• **Text block**:
Start

I think it is more likely that there is a real bug where these screenshot requests are intermittently getting lost, possibly related to recent changes in how these requests are transmitted down the rendering pipeline. Linking to possibly related bug  Issue 851504 .

Sure. Is there a timeout for the individual test? Because I suspect that will need to be increased too.

Comment 20 by kbr@chromium.org, Jun 19 2018

I searched through the Telemetry code base and don't see a per-test timeout. Any such timeout must be being enforced deeper, at the typ test harness level (dpranke@ is owner of that). Locally, if I change the test to do 50 invocations, each test still completes in about 15 seconds and the tests don't time out. Again, this is using the "#!/usr/bin/env vpython" shebang that's at the top of src/content/test/gpu/run_gpu_integration_test.py in order to pick up the numpy and cv2 packages. If those aren't being used then the test will run a *lot* slower. All of the bots should be picking up these packages. The timeout in this test run, for example:

https://ci.chromium.org/p/chromium/builders/luci.chromium.try/win_angle_rel_ng/1484

and this shard:

https://chromium-swarm.appspot.com/task?id=3e2be56d68f71810&refresh=10&show_raw=1

is caused because the browser didn't respond to Telemetry's screenshot request within 5 seconds, not because the test took too long to run:

[1/4] gpu_tests.screenshot_sync_integration_test.ScreenshotSyncIntegrationTest.ScreenshotSync_GPURasterWithCanvas failed unexpectedly 12.2230s:
 ...

  Traceback (most recent call last):
    _RunGpuTest at content\test\gpu\gpu_tests\gpu_integration_test.py:132
      self.RunActualGpuTest(url, *args)
    RunActualGpuTest at content\test\gpu\gpu_tests\screenshot_sync_integration_test.py:136
      self._CheckScreenshot()
    _CheckScreenshot at content\test\gpu\gpu_tests\screenshot_sync_integration_test.py:121
      screenshot = tab.Screenshot(5)
    traced_function at third_party\catapult\common\py_trace_event\py_trace_event\trace_event_impl\decorators.py:52
      return func(*args, **kwargs)

End

• **Given task 1**:
Say whether each statement agrees with the bug discussion above. Answer yes or no and quote the words from the discussion that decide it.
(a) The Telemetry code base enforces a per-test timeout.
(b) When run locally with 50 invocations, each test still finishes in about 15 seconds.
(c) The timeout in the cited test run happened because the test took too long to run.
• **Given task 2**:
Answer these questions from the bug discussion above.
(a) Which issue number is linked as possibly related?
(b) Which two packages does the vpython shebang pick up?
(c) How long did the failed ScreenshotSync_GPURasterWithCanvas test run?

• **Material**:
Start

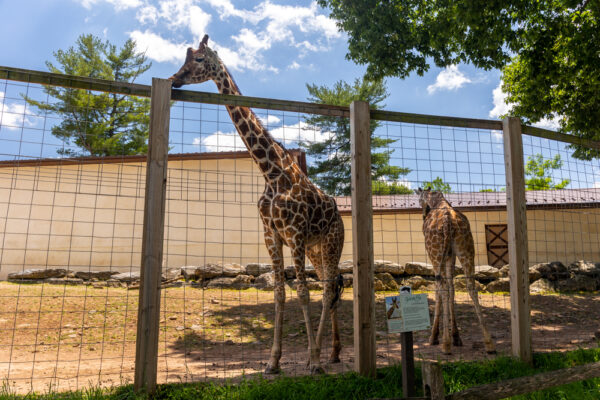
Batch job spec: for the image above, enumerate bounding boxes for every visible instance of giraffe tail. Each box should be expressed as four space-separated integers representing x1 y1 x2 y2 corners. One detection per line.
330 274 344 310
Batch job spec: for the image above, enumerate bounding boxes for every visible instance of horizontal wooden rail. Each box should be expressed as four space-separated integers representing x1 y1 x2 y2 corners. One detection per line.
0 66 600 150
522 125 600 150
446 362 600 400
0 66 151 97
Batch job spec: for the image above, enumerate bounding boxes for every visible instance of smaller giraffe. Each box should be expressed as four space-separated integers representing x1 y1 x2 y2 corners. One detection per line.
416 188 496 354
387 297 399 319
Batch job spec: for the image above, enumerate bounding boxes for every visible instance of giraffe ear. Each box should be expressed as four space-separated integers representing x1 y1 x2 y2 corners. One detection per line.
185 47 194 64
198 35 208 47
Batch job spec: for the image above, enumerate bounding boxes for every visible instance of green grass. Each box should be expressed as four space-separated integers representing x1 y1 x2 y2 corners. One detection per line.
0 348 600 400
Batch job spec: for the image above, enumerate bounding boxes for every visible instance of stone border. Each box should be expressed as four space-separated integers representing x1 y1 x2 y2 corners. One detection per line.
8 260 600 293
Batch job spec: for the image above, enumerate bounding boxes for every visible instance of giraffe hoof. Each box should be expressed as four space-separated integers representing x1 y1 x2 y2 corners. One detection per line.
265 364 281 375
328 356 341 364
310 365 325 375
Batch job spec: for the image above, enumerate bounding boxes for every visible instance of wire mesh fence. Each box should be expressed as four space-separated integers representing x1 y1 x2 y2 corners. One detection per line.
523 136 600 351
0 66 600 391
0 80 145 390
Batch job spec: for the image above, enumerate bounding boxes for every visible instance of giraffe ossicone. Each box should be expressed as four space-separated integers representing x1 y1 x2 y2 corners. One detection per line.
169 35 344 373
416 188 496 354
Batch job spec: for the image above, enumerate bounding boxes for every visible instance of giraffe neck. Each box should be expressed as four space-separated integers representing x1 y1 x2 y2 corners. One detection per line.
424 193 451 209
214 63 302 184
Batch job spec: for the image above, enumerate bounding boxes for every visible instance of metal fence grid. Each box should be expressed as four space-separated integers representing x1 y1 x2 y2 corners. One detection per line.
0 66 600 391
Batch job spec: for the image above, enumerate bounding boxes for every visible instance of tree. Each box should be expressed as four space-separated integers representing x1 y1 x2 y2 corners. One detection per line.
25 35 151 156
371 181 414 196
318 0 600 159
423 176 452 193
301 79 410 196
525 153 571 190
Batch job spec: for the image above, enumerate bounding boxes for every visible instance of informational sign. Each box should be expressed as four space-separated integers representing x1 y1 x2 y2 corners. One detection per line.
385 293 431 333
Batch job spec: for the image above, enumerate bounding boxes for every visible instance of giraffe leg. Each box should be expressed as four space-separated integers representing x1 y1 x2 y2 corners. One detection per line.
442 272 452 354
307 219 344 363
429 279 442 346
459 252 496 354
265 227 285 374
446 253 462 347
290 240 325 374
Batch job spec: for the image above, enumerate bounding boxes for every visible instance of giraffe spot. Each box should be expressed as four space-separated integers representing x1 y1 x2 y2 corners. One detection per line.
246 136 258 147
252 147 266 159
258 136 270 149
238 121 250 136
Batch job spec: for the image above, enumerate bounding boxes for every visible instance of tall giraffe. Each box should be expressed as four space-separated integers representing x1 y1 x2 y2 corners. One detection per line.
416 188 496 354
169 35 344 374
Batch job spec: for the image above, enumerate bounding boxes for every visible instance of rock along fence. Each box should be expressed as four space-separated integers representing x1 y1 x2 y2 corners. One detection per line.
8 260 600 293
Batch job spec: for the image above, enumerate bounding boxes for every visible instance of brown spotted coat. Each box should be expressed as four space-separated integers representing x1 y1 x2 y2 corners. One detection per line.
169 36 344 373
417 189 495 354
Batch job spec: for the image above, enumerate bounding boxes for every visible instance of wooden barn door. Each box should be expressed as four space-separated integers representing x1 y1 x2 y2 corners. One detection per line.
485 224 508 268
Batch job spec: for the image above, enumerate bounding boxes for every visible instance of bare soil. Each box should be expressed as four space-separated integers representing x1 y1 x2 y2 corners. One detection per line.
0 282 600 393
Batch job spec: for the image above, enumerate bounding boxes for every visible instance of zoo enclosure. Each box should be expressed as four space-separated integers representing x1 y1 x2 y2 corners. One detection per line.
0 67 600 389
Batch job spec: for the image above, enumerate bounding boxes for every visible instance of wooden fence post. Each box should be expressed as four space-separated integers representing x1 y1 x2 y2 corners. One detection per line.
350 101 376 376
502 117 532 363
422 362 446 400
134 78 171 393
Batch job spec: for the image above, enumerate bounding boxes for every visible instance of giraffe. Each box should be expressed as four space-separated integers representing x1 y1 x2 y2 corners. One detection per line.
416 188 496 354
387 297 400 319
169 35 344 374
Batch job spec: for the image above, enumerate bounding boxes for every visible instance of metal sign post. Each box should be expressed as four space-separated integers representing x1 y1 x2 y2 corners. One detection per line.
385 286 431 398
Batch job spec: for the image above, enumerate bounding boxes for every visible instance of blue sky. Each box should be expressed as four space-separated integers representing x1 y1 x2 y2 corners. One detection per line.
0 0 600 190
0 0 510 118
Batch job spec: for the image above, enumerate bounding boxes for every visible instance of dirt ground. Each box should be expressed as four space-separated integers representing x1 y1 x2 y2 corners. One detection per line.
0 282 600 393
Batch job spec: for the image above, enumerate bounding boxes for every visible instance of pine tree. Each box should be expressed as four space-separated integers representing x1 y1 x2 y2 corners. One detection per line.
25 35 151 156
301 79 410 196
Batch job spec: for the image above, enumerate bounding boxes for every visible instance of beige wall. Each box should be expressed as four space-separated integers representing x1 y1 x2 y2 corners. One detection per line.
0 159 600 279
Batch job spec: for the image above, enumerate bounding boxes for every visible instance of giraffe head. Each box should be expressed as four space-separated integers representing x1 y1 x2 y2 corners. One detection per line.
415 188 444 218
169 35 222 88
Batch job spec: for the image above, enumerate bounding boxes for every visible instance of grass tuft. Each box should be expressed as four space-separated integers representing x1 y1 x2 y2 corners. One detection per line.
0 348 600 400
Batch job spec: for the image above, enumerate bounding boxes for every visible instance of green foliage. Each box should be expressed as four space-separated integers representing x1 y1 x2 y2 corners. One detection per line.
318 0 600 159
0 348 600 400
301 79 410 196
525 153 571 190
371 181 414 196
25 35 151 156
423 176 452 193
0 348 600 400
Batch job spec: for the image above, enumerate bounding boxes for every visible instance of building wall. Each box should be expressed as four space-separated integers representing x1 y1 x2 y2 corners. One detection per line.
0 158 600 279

End
Start

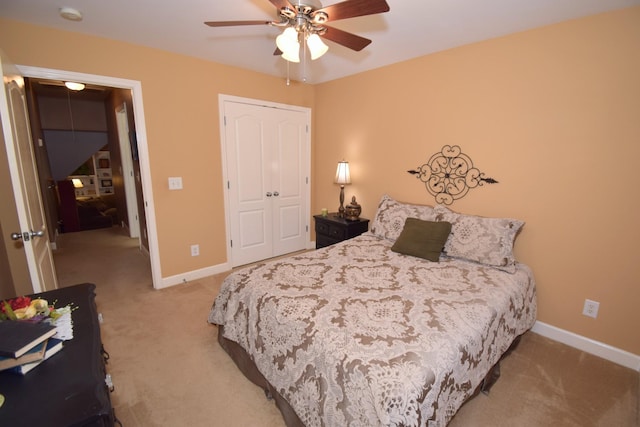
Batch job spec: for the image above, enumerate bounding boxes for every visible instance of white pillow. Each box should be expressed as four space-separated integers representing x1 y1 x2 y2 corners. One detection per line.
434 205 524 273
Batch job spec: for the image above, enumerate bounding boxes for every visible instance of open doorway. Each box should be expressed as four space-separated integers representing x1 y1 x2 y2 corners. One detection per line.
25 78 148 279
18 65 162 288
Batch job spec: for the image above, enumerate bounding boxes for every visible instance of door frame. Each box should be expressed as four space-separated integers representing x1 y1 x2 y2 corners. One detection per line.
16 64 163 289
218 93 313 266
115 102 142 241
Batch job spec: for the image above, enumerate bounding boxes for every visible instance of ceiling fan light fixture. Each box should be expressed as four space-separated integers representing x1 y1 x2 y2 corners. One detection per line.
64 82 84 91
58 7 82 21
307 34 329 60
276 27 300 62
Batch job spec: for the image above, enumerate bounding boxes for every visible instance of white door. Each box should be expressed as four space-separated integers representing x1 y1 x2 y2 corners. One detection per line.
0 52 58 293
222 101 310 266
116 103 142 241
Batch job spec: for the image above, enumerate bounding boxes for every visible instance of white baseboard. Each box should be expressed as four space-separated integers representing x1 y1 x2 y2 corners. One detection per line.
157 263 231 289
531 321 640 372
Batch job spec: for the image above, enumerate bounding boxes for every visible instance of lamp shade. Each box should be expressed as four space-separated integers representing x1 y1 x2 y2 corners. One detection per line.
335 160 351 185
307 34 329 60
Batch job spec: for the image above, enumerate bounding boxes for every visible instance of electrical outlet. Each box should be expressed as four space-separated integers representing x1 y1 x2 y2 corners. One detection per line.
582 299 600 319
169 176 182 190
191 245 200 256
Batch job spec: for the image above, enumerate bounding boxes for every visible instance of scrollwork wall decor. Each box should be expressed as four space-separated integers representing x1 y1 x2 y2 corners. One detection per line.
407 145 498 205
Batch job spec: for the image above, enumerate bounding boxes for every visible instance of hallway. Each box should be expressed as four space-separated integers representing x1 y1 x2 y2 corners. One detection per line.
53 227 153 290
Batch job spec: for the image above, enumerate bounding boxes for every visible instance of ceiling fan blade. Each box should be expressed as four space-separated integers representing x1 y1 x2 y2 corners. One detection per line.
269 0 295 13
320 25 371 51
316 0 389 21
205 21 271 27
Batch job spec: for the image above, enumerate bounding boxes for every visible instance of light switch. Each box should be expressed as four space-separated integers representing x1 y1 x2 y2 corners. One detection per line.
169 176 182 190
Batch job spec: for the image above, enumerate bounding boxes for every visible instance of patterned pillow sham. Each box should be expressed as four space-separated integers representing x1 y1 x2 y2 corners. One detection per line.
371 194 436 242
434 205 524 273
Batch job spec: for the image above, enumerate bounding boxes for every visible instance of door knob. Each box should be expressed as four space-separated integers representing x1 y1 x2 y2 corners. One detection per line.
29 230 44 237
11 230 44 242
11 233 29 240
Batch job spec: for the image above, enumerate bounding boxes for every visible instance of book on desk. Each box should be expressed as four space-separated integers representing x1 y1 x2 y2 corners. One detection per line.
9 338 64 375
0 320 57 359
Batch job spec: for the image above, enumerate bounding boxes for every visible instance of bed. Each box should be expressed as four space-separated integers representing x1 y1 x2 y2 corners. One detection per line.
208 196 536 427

End

• **Reply 1**:
(a) No: "I searched through the Telemetry code base and don't see a per-test timeout."
(b) Yes: "each test still completes in about 15 seconds and the tests don't time out"
(c) No: "is caused because the browser didn't respond to Telemetry's screenshot request within 5 seconds, not because the test took too long to run"

• **Reply 2**:
(a) Issue 851504
(b) numpy and cv2
(c) 12.2230s